## Listing
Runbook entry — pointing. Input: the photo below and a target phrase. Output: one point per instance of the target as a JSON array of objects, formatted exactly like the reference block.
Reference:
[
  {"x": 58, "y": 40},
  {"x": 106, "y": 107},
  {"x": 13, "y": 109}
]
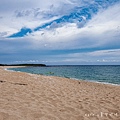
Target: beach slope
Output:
[{"x": 25, "y": 96}]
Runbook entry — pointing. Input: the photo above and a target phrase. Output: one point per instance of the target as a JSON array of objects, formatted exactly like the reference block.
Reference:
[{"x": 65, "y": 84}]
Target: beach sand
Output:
[{"x": 25, "y": 96}]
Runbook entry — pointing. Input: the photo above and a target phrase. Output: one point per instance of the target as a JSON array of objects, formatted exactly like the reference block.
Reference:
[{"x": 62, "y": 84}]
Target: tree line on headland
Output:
[{"x": 34, "y": 65}]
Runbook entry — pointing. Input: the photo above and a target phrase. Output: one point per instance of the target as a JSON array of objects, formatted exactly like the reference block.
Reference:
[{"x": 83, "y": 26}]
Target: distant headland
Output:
[{"x": 34, "y": 65}]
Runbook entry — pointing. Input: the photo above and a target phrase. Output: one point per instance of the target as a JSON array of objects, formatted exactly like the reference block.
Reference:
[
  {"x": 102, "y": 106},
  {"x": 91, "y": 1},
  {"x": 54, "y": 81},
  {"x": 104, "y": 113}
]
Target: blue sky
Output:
[{"x": 60, "y": 32}]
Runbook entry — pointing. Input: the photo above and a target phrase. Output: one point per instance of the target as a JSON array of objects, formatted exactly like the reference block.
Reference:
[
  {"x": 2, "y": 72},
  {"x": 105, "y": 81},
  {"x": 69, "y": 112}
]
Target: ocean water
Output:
[{"x": 97, "y": 73}]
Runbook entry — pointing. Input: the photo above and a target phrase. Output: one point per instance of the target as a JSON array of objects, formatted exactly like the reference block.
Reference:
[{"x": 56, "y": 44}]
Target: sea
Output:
[{"x": 109, "y": 74}]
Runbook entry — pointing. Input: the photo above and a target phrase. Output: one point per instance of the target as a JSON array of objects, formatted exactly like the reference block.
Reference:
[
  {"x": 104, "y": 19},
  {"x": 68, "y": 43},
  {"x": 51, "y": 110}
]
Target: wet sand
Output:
[{"x": 25, "y": 96}]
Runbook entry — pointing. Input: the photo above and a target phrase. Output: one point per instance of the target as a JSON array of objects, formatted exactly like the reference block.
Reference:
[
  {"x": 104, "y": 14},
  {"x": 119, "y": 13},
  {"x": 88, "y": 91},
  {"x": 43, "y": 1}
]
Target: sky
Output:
[{"x": 60, "y": 32}]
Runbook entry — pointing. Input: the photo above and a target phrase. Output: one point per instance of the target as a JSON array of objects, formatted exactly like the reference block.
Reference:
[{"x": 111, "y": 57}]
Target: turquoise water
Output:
[{"x": 106, "y": 73}]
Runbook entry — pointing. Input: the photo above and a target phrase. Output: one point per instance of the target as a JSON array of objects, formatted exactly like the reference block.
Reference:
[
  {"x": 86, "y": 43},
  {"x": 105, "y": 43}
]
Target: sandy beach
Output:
[{"x": 25, "y": 96}]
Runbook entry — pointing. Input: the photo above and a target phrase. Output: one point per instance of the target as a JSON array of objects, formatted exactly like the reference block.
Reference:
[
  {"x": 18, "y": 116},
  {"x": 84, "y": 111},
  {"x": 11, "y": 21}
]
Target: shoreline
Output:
[
  {"x": 31, "y": 96},
  {"x": 93, "y": 81}
]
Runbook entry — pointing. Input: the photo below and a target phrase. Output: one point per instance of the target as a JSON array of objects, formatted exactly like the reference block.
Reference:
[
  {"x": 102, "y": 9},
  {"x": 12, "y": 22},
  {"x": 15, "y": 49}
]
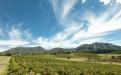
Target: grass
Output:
[{"x": 5, "y": 72}]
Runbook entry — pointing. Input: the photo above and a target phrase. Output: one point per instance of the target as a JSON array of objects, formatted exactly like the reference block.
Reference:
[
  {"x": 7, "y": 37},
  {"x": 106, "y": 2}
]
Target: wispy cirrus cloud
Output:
[
  {"x": 83, "y": 1},
  {"x": 14, "y": 37},
  {"x": 90, "y": 26}
]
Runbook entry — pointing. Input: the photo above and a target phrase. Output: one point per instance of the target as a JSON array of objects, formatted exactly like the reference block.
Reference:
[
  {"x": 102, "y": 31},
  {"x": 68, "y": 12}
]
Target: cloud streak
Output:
[{"x": 90, "y": 27}]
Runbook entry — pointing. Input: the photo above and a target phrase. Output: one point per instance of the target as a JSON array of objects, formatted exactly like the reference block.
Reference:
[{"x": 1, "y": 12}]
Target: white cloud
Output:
[
  {"x": 28, "y": 34},
  {"x": 76, "y": 33},
  {"x": 105, "y": 1},
  {"x": 119, "y": 1},
  {"x": 13, "y": 42},
  {"x": 2, "y": 49},
  {"x": 83, "y": 1},
  {"x": 63, "y": 8},
  {"x": 1, "y": 32}
]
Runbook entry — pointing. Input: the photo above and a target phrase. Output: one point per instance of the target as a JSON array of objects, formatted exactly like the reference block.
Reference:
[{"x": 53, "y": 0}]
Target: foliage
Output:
[{"x": 35, "y": 65}]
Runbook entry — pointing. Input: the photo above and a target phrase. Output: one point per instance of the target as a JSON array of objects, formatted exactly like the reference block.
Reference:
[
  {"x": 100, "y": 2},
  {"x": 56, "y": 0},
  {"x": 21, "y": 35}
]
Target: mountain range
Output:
[{"x": 82, "y": 48}]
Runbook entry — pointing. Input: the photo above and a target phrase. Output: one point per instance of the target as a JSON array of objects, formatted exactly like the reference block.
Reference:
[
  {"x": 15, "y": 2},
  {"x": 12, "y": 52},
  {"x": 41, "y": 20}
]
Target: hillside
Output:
[
  {"x": 94, "y": 47},
  {"x": 98, "y": 46},
  {"x": 28, "y": 50}
]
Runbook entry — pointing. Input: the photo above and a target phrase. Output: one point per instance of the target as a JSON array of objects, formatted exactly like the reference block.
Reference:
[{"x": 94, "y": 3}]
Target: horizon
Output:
[
  {"x": 59, "y": 23},
  {"x": 60, "y": 47}
]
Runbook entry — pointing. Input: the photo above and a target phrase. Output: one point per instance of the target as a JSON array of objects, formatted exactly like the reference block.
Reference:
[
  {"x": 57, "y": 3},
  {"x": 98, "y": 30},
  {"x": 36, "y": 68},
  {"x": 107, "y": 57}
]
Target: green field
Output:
[{"x": 48, "y": 65}]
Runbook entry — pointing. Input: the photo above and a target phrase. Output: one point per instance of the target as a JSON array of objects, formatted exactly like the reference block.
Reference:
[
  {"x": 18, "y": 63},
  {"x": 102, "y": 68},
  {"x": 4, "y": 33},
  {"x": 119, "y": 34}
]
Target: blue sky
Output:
[{"x": 59, "y": 23}]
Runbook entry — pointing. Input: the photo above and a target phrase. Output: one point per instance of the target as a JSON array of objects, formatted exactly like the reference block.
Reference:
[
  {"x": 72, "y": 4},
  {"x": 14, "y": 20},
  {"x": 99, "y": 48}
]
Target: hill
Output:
[
  {"x": 94, "y": 47},
  {"x": 29, "y": 50}
]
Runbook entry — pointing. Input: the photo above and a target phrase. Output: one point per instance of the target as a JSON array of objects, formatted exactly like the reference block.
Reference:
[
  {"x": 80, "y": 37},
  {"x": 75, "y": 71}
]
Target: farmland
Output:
[
  {"x": 4, "y": 61},
  {"x": 50, "y": 65}
]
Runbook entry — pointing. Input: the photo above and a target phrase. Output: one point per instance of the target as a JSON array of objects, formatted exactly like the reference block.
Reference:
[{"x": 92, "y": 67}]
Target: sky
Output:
[{"x": 59, "y": 23}]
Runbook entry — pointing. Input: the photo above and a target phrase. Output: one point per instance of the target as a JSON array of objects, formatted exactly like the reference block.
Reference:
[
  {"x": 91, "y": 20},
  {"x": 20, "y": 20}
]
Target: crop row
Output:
[{"x": 21, "y": 65}]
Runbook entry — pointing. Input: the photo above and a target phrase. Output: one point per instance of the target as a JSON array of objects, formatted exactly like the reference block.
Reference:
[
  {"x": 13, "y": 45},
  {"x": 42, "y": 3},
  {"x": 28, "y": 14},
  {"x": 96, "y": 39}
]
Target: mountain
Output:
[
  {"x": 97, "y": 46},
  {"x": 57, "y": 49},
  {"x": 94, "y": 47},
  {"x": 29, "y": 50}
]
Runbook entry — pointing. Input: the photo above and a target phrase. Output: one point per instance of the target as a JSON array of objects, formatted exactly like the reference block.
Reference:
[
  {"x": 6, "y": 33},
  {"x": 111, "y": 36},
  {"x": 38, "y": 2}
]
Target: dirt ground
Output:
[
  {"x": 4, "y": 60},
  {"x": 86, "y": 60}
]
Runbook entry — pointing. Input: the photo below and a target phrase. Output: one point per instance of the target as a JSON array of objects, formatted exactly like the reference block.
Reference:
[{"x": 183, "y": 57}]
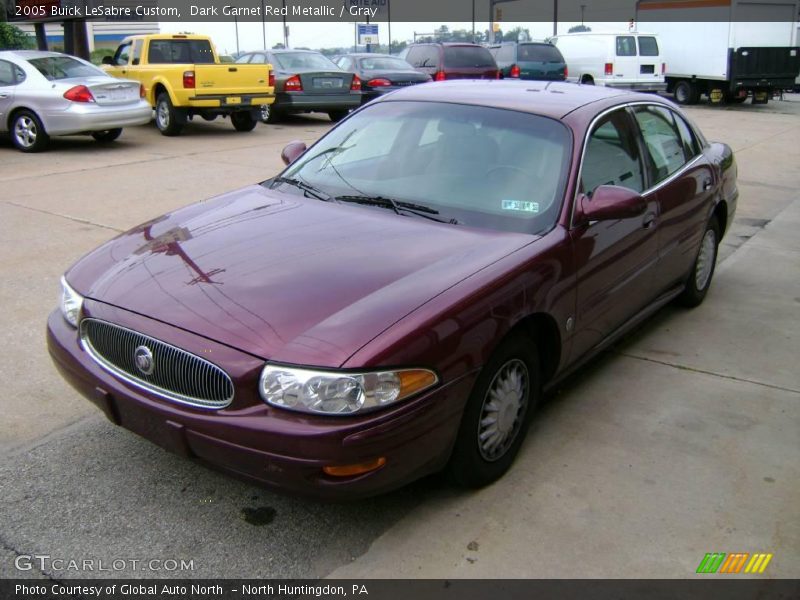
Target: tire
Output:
[
  {"x": 243, "y": 121},
  {"x": 337, "y": 115},
  {"x": 28, "y": 133},
  {"x": 109, "y": 135},
  {"x": 686, "y": 92},
  {"x": 475, "y": 462},
  {"x": 703, "y": 269},
  {"x": 169, "y": 120}
]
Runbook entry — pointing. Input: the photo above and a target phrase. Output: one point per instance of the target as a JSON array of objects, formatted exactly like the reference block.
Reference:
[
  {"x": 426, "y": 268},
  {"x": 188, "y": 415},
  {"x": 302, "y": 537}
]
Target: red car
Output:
[{"x": 397, "y": 300}]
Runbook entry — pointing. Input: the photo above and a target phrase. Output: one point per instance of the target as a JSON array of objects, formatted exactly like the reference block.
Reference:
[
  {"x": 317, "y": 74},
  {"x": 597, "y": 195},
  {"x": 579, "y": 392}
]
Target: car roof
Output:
[
  {"x": 26, "y": 54},
  {"x": 369, "y": 55},
  {"x": 551, "y": 99}
]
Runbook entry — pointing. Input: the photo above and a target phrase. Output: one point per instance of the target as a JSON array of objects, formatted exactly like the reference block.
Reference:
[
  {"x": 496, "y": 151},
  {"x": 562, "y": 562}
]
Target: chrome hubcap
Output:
[
  {"x": 25, "y": 131},
  {"x": 705, "y": 260},
  {"x": 162, "y": 114},
  {"x": 503, "y": 410}
]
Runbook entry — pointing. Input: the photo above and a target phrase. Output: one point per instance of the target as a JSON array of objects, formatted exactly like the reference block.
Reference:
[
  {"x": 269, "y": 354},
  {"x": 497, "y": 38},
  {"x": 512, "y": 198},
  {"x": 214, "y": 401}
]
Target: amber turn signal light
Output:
[{"x": 356, "y": 469}]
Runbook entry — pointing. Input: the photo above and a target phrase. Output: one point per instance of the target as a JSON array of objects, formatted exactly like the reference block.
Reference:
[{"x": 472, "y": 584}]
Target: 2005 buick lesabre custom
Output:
[{"x": 397, "y": 300}]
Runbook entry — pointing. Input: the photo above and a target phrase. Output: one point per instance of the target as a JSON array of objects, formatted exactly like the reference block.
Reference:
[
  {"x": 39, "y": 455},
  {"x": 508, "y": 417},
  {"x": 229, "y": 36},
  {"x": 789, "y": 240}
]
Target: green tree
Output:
[{"x": 13, "y": 38}]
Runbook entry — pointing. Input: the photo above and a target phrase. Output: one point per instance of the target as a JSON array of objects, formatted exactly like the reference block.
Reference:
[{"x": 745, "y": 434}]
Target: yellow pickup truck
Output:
[{"x": 183, "y": 77}]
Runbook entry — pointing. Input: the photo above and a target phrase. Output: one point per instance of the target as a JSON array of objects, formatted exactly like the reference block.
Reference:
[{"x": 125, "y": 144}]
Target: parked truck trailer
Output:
[{"x": 725, "y": 49}]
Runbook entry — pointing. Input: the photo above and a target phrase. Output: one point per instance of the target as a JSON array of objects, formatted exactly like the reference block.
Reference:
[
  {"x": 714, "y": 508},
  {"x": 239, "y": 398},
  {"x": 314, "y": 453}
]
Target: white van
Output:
[{"x": 629, "y": 60}]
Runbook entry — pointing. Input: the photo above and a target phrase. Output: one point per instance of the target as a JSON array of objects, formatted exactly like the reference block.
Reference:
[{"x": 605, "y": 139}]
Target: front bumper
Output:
[
  {"x": 81, "y": 117},
  {"x": 249, "y": 439}
]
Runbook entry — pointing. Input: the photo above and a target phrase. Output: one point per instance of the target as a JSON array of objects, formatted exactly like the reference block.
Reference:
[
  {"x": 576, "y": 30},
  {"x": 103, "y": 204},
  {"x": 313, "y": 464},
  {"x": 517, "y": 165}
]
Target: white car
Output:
[
  {"x": 629, "y": 60},
  {"x": 44, "y": 94}
]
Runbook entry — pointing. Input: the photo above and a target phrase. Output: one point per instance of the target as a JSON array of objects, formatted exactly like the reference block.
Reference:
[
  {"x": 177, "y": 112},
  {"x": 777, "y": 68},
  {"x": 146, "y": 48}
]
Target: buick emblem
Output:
[{"x": 143, "y": 359}]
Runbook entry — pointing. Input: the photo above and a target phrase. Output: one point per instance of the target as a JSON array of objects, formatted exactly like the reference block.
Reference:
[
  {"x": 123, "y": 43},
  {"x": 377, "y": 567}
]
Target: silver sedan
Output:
[{"x": 45, "y": 94}]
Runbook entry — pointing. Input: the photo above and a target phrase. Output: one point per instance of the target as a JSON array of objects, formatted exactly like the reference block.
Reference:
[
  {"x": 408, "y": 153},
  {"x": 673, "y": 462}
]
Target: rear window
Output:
[
  {"x": 626, "y": 45},
  {"x": 180, "y": 52},
  {"x": 467, "y": 56},
  {"x": 648, "y": 46},
  {"x": 384, "y": 63},
  {"x": 304, "y": 60},
  {"x": 539, "y": 53},
  {"x": 64, "y": 67}
]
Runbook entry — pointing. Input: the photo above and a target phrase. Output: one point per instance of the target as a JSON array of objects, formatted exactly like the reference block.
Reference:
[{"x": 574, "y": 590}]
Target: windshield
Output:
[
  {"x": 64, "y": 67},
  {"x": 457, "y": 57},
  {"x": 304, "y": 60},
  {"x": 476, "y": 166},
  {"x": 384, "y": 63},
  {"x": 539, "y": 53}
]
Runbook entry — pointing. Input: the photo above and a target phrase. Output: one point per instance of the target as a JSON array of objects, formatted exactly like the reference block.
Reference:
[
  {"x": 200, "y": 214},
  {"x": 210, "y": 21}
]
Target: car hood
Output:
[{"x": 285, "y": 277}]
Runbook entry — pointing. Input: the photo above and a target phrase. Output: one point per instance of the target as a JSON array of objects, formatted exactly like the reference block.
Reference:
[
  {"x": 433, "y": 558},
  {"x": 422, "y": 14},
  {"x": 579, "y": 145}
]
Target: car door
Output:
[
  {"x": 10, "y": 76},
  {"x": 683, "y": 181},
  {"x": 614, "y": 260}
]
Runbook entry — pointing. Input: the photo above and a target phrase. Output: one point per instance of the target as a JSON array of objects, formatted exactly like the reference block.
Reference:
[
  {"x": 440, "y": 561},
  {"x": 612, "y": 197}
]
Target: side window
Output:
[
  {"x": 612, "y": 155},
  {"x": 626, "y": 45},
  {"x": 506, "y": 54},
  {"x": 137, "y": 52},
  {"x": 661, "y": 138},
  {"x": 10, "y": 73},
  {"x": 691, "y": 147},
  {"x": 122, "y": 55}
]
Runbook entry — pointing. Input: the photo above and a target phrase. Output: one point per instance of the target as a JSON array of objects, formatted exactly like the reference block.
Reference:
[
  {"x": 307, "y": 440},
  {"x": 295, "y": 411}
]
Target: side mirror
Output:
[
  {"x": 612, "y": 202},
  {"x": 292, "y": 152}
]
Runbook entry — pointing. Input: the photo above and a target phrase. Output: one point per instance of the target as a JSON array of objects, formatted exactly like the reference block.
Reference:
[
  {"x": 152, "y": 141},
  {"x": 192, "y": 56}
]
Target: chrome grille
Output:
[{"x": 175, "y": 374}]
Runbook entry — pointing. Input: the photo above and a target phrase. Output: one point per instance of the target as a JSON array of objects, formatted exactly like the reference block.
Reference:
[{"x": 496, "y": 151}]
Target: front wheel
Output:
[
  {"x": 27, "y": 132},
  {"x": 497, "y": 414},
  {"x": 109, "y": 135},
  {"x": 686, "y": 93},
  {"x": 243, "y": 121},
  {"x": 703, "y": 269},
  {"x": 169, "y": 120}
]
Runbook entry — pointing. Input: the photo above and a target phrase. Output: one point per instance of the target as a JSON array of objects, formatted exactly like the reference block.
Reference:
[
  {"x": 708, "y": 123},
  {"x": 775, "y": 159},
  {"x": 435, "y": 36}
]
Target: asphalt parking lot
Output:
[{"x": 684, "y": 439}]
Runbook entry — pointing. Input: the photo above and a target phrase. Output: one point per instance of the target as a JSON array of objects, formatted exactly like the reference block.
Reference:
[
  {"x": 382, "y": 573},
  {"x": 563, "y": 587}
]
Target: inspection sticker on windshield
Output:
[{"x": 520, "y": 205}]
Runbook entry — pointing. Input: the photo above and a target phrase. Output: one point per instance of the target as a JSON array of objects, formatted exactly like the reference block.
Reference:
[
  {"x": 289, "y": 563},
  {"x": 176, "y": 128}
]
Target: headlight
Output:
[
  {"x": 332, "y": 393},
  {"x": 71, "y": 303}
]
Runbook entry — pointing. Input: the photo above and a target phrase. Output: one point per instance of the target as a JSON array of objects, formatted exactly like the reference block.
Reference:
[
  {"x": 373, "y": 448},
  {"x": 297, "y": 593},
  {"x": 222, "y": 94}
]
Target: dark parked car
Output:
[
  {"x": 380, "y": 73},
  {"x": 307, "y": 81},
  {"x": 452, "y": 61},
  {"x": 396, "y": 301},
  {"x": 530, "y": 60}
]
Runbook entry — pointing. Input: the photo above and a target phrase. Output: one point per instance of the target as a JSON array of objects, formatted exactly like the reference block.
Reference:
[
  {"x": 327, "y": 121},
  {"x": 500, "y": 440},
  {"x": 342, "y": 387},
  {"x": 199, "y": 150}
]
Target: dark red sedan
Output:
[{"x": 396, "y": 301}]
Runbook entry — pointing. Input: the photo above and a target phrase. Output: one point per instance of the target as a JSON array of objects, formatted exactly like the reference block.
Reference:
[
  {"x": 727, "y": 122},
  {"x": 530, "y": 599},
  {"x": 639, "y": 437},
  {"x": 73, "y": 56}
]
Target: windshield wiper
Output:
[
  {"x": 306, "y": 187},
  {"x": 398, "y": 206}
]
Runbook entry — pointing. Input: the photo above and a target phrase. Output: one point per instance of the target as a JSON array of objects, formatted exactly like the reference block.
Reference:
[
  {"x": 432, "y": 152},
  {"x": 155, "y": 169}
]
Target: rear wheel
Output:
[
  {"x": 169, "y": 120},
  {"x": 337, "y": 115},
  {"x": 109, "y": 135},
  {"x": 27, "y": 132},
  {"x": 703, "y": 269},
  {"x": 243, "y": 121},
  {"x": 497, "y": 414},
  {"x": 686, "y": 93}
]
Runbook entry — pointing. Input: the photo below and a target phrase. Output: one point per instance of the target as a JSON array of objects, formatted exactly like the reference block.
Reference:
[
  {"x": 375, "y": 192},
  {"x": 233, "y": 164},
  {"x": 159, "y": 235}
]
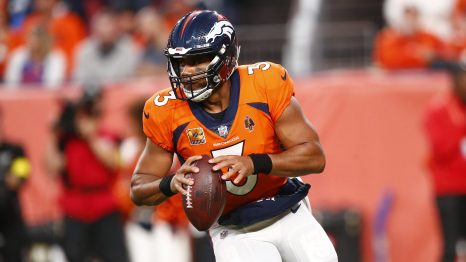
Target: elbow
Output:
[
  {"x": 320, "y": 165},
  {"x": 318, "y": 162}
]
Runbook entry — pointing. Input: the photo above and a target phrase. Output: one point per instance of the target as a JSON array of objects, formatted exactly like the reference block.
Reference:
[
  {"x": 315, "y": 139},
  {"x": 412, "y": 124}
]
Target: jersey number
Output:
[
  {"x": 164, "y": 101},
  {"x": 264, "y": 67},
  {"x": 248, "y": 186}
]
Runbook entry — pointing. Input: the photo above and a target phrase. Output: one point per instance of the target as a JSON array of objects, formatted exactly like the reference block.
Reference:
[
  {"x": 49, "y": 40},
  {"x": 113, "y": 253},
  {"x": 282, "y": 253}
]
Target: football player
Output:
[{"x": 247, "y": 118}]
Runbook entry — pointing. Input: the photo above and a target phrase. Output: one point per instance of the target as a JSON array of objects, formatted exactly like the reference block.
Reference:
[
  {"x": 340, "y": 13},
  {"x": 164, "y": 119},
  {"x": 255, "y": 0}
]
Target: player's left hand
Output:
[{"x": 240, "y": 165}]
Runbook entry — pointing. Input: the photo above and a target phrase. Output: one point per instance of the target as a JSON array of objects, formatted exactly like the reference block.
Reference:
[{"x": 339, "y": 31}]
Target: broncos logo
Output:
[{"x": 219, "y": 28}]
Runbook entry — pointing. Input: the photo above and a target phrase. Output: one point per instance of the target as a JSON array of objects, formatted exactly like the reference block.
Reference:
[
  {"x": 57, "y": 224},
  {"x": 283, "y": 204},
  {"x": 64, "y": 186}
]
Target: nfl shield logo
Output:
[
  {"x": 196, "y": 136},
  {"x": 222, "y": 131}
]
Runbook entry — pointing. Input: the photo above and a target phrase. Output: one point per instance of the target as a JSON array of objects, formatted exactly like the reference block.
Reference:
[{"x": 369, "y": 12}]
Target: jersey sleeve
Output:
[
  {"x": 156, "y": 121},
  {"x": 279, "y": 88}
]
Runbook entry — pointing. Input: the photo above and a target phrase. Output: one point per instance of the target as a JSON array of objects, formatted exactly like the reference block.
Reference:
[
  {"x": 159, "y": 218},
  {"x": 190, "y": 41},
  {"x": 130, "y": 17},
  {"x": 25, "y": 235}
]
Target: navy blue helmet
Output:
[{"x": 201, "y": 33}]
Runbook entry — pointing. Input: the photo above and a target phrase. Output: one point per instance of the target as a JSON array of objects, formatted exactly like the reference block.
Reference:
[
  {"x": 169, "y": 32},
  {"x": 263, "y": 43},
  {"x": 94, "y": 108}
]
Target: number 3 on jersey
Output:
[{"x": 237, "y": 150}]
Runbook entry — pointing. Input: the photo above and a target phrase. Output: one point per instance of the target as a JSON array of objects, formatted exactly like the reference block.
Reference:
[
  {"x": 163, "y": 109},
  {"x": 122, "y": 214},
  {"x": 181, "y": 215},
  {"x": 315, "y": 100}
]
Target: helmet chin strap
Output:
[{"x": 198, "y": 95}]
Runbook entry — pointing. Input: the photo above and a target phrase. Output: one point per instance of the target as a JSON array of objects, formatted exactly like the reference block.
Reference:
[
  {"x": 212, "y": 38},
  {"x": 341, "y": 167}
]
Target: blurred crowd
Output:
[
  {"x": 415, "y": 38},
  {"x": 52, "y": 42}
]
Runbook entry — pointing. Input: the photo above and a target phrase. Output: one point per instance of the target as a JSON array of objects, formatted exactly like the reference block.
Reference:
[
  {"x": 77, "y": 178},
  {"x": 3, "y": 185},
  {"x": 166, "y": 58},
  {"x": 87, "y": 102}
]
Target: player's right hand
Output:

## What you should do
Pull out each line of the listing above that contains the word "number", and copy those lines in full.

## Reply to the exercise
Target: jersey number
Target: number 3 on jersey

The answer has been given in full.